> **PROBLEM STATEMENT**
The data below is to be retyped exactly, line by line.

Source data
----

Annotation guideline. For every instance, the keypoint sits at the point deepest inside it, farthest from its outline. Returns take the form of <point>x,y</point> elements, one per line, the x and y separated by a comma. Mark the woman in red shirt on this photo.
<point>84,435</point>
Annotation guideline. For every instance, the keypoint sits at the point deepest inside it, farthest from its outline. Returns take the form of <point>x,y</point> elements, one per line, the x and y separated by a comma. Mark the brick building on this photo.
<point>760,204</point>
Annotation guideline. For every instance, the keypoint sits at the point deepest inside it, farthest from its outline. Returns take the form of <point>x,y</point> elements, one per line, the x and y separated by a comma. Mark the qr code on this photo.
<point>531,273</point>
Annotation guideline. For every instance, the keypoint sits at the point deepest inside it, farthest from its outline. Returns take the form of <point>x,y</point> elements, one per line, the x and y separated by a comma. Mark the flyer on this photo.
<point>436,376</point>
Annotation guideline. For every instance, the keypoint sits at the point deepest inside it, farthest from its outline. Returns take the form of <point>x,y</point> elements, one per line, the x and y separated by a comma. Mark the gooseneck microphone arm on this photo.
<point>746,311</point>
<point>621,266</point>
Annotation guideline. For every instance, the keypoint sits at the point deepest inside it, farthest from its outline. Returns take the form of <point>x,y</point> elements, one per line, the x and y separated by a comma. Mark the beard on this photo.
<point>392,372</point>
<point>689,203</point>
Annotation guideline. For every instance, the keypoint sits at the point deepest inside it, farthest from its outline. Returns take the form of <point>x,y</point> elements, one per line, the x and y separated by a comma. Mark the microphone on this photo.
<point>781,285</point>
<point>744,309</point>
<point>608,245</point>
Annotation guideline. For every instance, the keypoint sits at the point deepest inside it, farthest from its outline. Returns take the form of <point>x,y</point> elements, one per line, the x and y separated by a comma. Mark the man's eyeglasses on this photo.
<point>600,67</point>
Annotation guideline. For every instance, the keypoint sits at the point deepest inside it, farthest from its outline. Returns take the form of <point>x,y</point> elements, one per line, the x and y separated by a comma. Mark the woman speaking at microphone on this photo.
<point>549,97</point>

----

> **RESULT**
Annotation guideline. For every instance, the keypoint sits at the point deepest inside it, farthest from its outline. Returns take the form of <point>x,y</point> elements, one per line, the x and y separated by a comma. Mark the woman in red shirt on this photo.
<point>84,435</point>
Annotation guideline. For every instance, the keypoint sits at the point deepest inside it, farthest from its outline. Returns take the form of <point>x,y</point> elements, one per line, the x and y separated by a comma. Mark the brick building on this photo.
<point>760,204</point>
Annotation guideline. For every instance, the keypoint sits at the point deepest inside it, farthest from its outline. Returns take the form of <point>x,y</point> elements, one per line, the x and y separated by a comma. Mark the qr code on this photo.
<point>531,273</point>
Annotation guideline. For every instance, the keypoint sits at the point deepest inside it, farthest from its outline. Returns take the form of <point>x,y</point> elements, one per line, the x and y separated by a comma. Mark the flyer on this photo.
<point>436,376</point>
Annotation guideline. For every instance, the keypoint sits at the point deepest inside it, farthest from its outline. Returns take the form of <point>x,y</point> elements, one per line, the x and y separated by a comma. Mark the gooseneck microphone arm on this photo.
<point>746,311</point>
<point>621,266</point>
Annotation guideline. For every instance, the keypoint sits at the point deepest inside it, farthest from its outline. Returns take the form of <point>x,y</point> elements, one per line, the x and y separated by a comma. Mark the beard on this photo.
<point>392,372</point>
<point>689,203</point>
Annotation guideline. For every instance, the keypoint sits at the point deepest inside it, farthest from its outline. Returns take the form of <point>x,y</point> elements, one per line, the x and y separated by a comma. Mark the microphone on this photo.
<point>781,285</point>
<point>744,309</point>
<point>608,245</point>
Annotation guideline. For every instance, the keypoint sits at the point deepest inside it, farthest from its outline. Returns take the form of <point>x,y</point> elements, one per line, the x and y separated by a comma. Mark the man's eyeglasses on this photo.
<point>600,67</point>
Annotation guideline. For every instance, the keypoint sits at the point deepest inside it, farthest from its outline. Returns take the form of <point>x,y</point> elements, one per line, the x and y separated by a comma. Mark the woman speaking at microphone on this photo.
<point>549,97</point>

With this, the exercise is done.